→ **What you are asked to do**:
Reproduce the entries word for word, and omit any picture you find in them.

Source data below:

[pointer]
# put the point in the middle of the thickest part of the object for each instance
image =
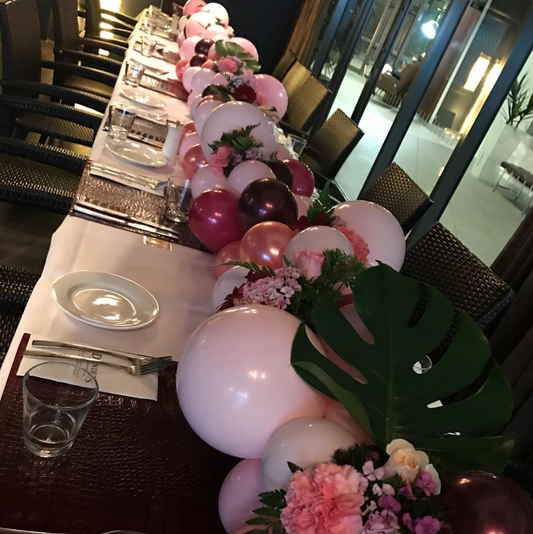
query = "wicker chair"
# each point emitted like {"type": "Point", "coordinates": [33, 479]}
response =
{"type": "Point", "coordinates": [38, 176]}
{"type": "Point", "coordinates": [439, 259]}
{"type": "Point", "coordinates": [395, 191]}
{"type": "Point", "coordinates": [284, 64]}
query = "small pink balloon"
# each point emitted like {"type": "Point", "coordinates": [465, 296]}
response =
{"type": "Point", "coordinates": [303, 182]}
{"type": "Point", "coordinates": [214, 219]}
{"type": "Point", "coordinates": [246, 45]}
{"type": "Point", "coordinates": [188, 76]}
{"type": "Point", "coordinates": [247, 172]}
{"type": "Point", "coordinates": [187, 49]}
{"type": "Point", "coordinates": [204, 180]}
{"type": "Point", "coordinates": [274, 92]}
{"type": "Point", "coordinates": [228, 253]}
{"type": "Point", "coordinates": [193, 161]}
{"type": "Point", "coordinates": [239, 495]}
{"type": "Point", "coordinates": [193, 6]}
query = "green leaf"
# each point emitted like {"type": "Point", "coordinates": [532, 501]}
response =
{"type": "Point", "coordinates": [394, 401]}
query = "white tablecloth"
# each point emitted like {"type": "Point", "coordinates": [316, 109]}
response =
{"type": "Point", "coordinates": [181, 278]}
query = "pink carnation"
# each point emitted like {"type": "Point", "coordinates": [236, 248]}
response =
{"type": "Point", "coordinates": [360, 246]}
{"type": "Point", "coordinates": [325, 499]}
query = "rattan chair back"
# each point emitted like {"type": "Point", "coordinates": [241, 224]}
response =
{"type": "Point", "coordinates": [332, 144]}
{"type": "Point", "coordinates": [397, 192]}
{"type": "Point", "coordinates": [439, 259]}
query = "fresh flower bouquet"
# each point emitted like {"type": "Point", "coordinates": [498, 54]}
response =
{"type": "Point", "coordinates": [360, 491]}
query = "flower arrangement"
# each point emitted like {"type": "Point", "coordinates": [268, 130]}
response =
{"type": "Point", "coordinates": [362, 490]}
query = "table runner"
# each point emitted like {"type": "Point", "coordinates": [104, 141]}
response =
{"type": "Point", "coordinates": [135, 465]}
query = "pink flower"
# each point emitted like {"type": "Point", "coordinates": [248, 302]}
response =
{"type": "Point", "coordinates": [325, 499]}
{"type": "Point", "coordinates": [227, 64]}
{"type": "Point", "coordinates": [360, 246]}
{"type": "Point", "coordinates": [309, 263]}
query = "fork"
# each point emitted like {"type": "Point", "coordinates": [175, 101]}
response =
{"type": "Point", "coordinates": [136, 368]}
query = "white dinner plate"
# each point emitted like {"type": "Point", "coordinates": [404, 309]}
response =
{"type": "Point", "coordinates": [138, 153]}
{"type": "Point", "coordinates": [142, 97]}
{"type": "Point", "coordinates": [105, 300]}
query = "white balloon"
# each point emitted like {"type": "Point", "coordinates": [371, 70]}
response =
{"type": "Point", "coordinates": [305, 442]}
{"type": "Point", "coordinates": [317, 239]}
{"type": "Point", "coordinates": [225, 285]}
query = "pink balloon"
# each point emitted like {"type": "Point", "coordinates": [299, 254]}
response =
{"type": "Point", "coordinates": [239, 495]}
{"type": "Point", "coordinates": [187, 143]}
{"type": "Point", "coordinates": [193, 6]}
{"type": "Point", "coordinates": [303, 182]}
{"type": "Point", "coordinates": [247, 172]}
{"type": "Point", "coordinates": [188, 75]}
{"type": "Point", "coordinates": [378, 227]}
{"type": "Point", "coordinates": [234, 115]}
{"type": "Point", "coordinates": [204, 180]}
{"type": "Point", "coordinates": [274, 91]}
{"type": "Point", "coordinates": [228, 253]}
{"type": "Point", "coordinates": [214, 219]}
{"type": "Point", "coordinates": [246, 45]}
{"type": "Point", "coordinates": [235, 398]}
{"type": "Point", "coordinates": [317, 239]}
{"type": "Point", "coordinates": [265, 243]}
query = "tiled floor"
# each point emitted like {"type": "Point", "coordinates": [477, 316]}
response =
{"type": "Point", "coordinates": [481, 218]}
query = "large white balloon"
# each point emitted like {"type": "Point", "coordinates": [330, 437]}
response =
{"type": "Point", "coordinates": [378, 227]}
{"type": "Point", "coordinates": [305, 442]}
{"type": "Point", "coordinates": [235, 115]}
{"type": "Point", "coordinates": [317, 239]}
{"type": "Point", "coordinates": [236, 385]}
{"type": "Point", "coordinates": [234, 277]}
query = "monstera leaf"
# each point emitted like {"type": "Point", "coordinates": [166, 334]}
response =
{"type": "Point", "coordinates": [394, 401]}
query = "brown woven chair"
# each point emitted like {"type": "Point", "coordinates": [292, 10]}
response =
{"type": "Point", "coordinates": [439, 259]}
{"type": "Point", "coordinates": [284, 64]}
{"type": "Point", "coordinates": [397, 192]}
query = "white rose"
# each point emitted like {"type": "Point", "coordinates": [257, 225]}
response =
{"type": "Point", "coordinates": [404, 460]}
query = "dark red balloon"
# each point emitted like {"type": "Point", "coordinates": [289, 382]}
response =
{"type": "Point", "coordinates": [267, 199]}
{"type": "Point", "coordinates": [282, 171]}
{"type": "Point", "coordinates": [214, 219]}
{"type": "Point", "coordinates": [303, 178]}
{"type": "Point", "coordinates": [482, 503]}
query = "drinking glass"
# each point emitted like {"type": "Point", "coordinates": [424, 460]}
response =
{"type": "Point", "coordinates": [133, 73]}
{"type": "Point", "coordinates": [177, 201]}
{"type": "Point", "coordinates": [121, 122]}
{"type": "Point", "coordinates": [57, 398]}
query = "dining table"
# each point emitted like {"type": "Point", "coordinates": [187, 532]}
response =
{"type": "Point", "coordinates": [136, 463]}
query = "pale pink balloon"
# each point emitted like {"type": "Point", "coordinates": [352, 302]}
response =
{"type": "Point", "coordinates": [202, 79]}
{"type": "Point", "coordinates": [235, 382]}
{"type": "Point", "coordinates": [188, 76]}
{"type": "Point", "coordinates": [378, 227]}
{"type": "Point", "coordinates": [235, 115]}
{"type": "Point", "coordinates": [202, 113]}
{"type": "Point", "coordinates": [228, 253]}
{"type": "Point", "coordinates": [247, 172]}
{"type": "Point", "coordinates": [246, 45]}
{"type": "Point", "coordinates": [188, 46]}
{"type": "Point", "coordinates": [193, 6]}
{"type": "Point", "coordinates": [239, 495]}
{"type": "Point", "coordinates": [204, 180]}
{"type": "Point", "coordinates": [318, 239]}
{"type": "Point", "coordinates": [303, 204]}
{"type": "Point", "coordinates": [218, 11]}
{"type": "Point", "coordinates": [274, 91]}
{"type": "Point", "coordinates": [337, 413]}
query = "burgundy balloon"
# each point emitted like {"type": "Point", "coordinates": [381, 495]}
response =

End of Source data.

→ **Written solution**:
[pointer]
# put the point in the middle of the thickest part of the object for each instance
image =
query = "wicker chair"
# each point emitted like {"type": "Point", "coordinates": [33, 479]}
response =
{"type": "Point", "coordinates": [38, 176]}
{"type": "Point", "coordinates": [439, 259]}
{"type": "Point", "coordinates": [395, 191]}
{"type": "Point", "coordinates": [284, 64]}
query = "small pink balloon"
# each point emitted like {"type": "Point", "coordinates": [465, 296]}
response =
{"type": "Point", "coordinates": [303, 182]}
{"type": "Point", "coordinates": [214, 219]}
{"type": "Point", "coordinates": [246, 45]}
{"type": "Point", "coordinates": [188, 76]}
{"type": "Point", "coordinates": [247, 172]}
{"type": "Point", "coordinates": [187, 49]}
{"type": "Point", "coordinates": [204, 180]}
{"type": "Point", "coordinates": [274, 92]}
{"type": "Point", "coordinates": [228, 253]}
{"type": "Point", "coordinates": [193, 161]}
{"type": "Point", "coordinates": [239, 495]}
{"type": "Point", "coordinates": [193, 6]}
query = "green leaf"
# each point emitted like {"type": "Point", "coordinates": [532, 501]}
response =
{"type": "Point", "coordinates": [394, 401]}
query = "white tablecloth"
# each point emitted like {"type": "Point", "coordinates": [316, 109]}
response =
{"type": "Point", "coordinates": [181, 278]}
query = "pink carnation"
# each point emitted like {"type": "Point", "coordinates": [236, 248]}
response =
{"type": "Point", "coordinates": [360, 246]}
{"type": "Point", "coordinates": [325, 499]}
query = "rattan chair back"
# each point emitted like {"type": "Point", "coordinates": [241, 224]}
response =
{"type": "Point", "coordinates": [332, 144]}
{"type": "Point", "coordinates": [397, 192]}
{"type": "Point", "coordinates": [439, 259]}
query = "fresh flower bouquet"
# each point emitted like {"type": "Point", "coordinates": [498, 54]}
response =
{"type": "Point", "coordinates": [360, 491]}
query = "flower arrangement"
# each point emitted like {"type": "Point", "coordinates": [268, 130]}
response =
{"type": "Point", "coordinates": [362, 490]}
query = "table runner"
# each point emitted like {"type": "Point", "coordinates": [104, 141]}
response =
{"type": "Point", "coordinates": [135, 465]}
query = "pink flower"
# each point emitted like {"type": "Point", "coordinates": [248, 302]}
response =
{"type": "Point", "coordinates": [325, 499]}
{"type": "Point", "coordinates": [227, 64]}
{"type": "Point", "coordinates": [360, 246]}
{"type": "Point", "coordinates": [309, 263]}
query = "fork"
# each point emitted like {"type": "Point", "coordinates": [175, 101]}
response =
{"type": "Point", "coordinates": [136, 368]}
query = "white dinner plate"
# each point emitted like {"type": "Point", "coordinates": [404, 309]}
response =
{"type": "Point", "coordinates": [138, 153]}
{"type": "Point", "coordinates": [142, 97]}
{"type": "Point", "coordinates": [105, 300]}
query = "white balloon"
# each point emitted like {"type": "Point", "coordinates": [371, 70]}
response =
{"type": "Point", "coordinates": [305, 442]}
{"type": "Point", "coordinates": [317, 239]}
{"type": "Point", "coordinates": [225, 285]}
query = "pink balloon"
# each point emitted like {"type": "Point", "coordinates": [299, 254]}
response =
{"type": "Point", "coordinates": [239, 495]}
{"type": "Point", "coordinates": [187, 143]}
{"type": "Point", "coordinates": [193, 6]}
{"type": "Point", "coordinates": [303, 182]}
{"type": "Point", "coordinates": [247, 172]}
{"type": "Point", "coordinates": [188, 75]}
{"type": "Point", "coordinates": [378, 227]}
{"type": "Point", "coordinates": [234, 115]}
{"type": "Point", "coordinates": [204, 180]}
{"type": "Point", "coordinates": [274, 91]}
{"type": "Point", "coordinates": [228, 253]}
{"type": "Point", "coordinates": [214, 219]}
{"type": "Point", "coordinates": [246, 45]}
{"type": "Point", "coordinates": [235, 398]}
{"type": "Point", "coordinates": [317, 239]}
{"type": "Point", "coordinates": [265, 243]}
query = "tiled floor"
# each point emitted like {"type": "Point", "coordinates": [477, 316]}
response =
{"type": "Point", "coordinates": [481, 218]}
query = "large white balloon"
# each point emitted like {"type": "Point", "coordinates": [330, 437]}
response =
{"type": "Point", "coordinates": [378, 227]}
{"type": "Point", "coordinates": [305, 442]}
{"type": "Point", "coordinates": [235, 115]}
{"type": "Point", "coordinates": [317, 239]}
{"type": "Point", "coordinates": [236, 385]}
{"type": "Point", "coordinates": [234, 277]}
query = "monstera leaf"
# each point emitted like {"type": "Point", "coordinates": [166, 334]}
response =
{"type": "Point", "coordinates": [394, 401]}
query = "brown woven chair"
# each point emitted like {"type": "Point", "coordinates": [292, 10]}
response =
{"type": "Point", "coordinates": [439, 259]}
{"type": "Point", "coordinates": [284, 64]}
{"type": "Point", "coordinates": [397, 192]}
query = "white rose"
# each point emitted like {"type": "Point", "coordinates": [257, 225]}
response =
{"type": "Point", "coordinates": [404, 460]}
query = "dark red balloon"
# each point emitted like {"type": "Point", "coordinates": [289, 382]}
response =
{"type": "Point", "coordinates": [267, 199]}
{"type": "Point", "coordinates": [282, 171]}
{"type": "Point", "coordinates": [214, 219]}
{"type": "Point", "coordinates": [303, 178]}
{"type": "Point", "coordinates": [482, 503]}
query = "drinking glass"
# each point emitted like {"type": "Point", "coordinates": [424, 460]}
response =
{"type": "Point", "coordinates": [133, 73]}
{"type": "Point", "coordinates": [177, 201]}
{"type": "Point", "coordinates": [121, 122]}
{"type": "Point", "coordinates": [57, 398]}
query = "dining table"
# each point emitted like {"type": "Point", "coordinates": [187, 532]}
response =
{"type": "Point", "coordinates": [136, 463]}
query = "pale pink balloon"
# each point emitted like {"type": "Point", "coordinates": [352, 302]}
response =
{"type": "Point", "coordinates": [202, 79]}
{"type": "Point", "coordinates": [235, 382]}
{"type": "Point", "coordinates": [188, 76]}
{"type": "Point", "coordinates": [378, 227]}
{"type": "Point", "coordinates": [235, 115]}
{"type": "Point", "coordinates": [202, 113]}
{"type": "Point", "coordinates": [228, 253]}
{"type": "Point", "coordinates": [247, 172]}
{"type": "Point", "coordinates": [246, 45]}
{"type": "Point", "coordinates": [188, 46]}
{"type": "Point", "coordinates": [193, 6]}
{"type": "Point", "coordinates": [239, 495]}
{"type": "Point", "coordinates": [204, 180]}
{"type": "Point", "coordinates": [318, 239]}
{"type": "Point", "coordinates": [303, 204]}
{"type": "Point", "coordinates": [218, 11]}
{"type": "Point", "coordinates": [274, 91]}
{"type": "Point", "coordinates": [337, 413]}
query = "burgundy balloon"
# each point emitted like {"type": "Point", "coordinates": [381, 495]}
response =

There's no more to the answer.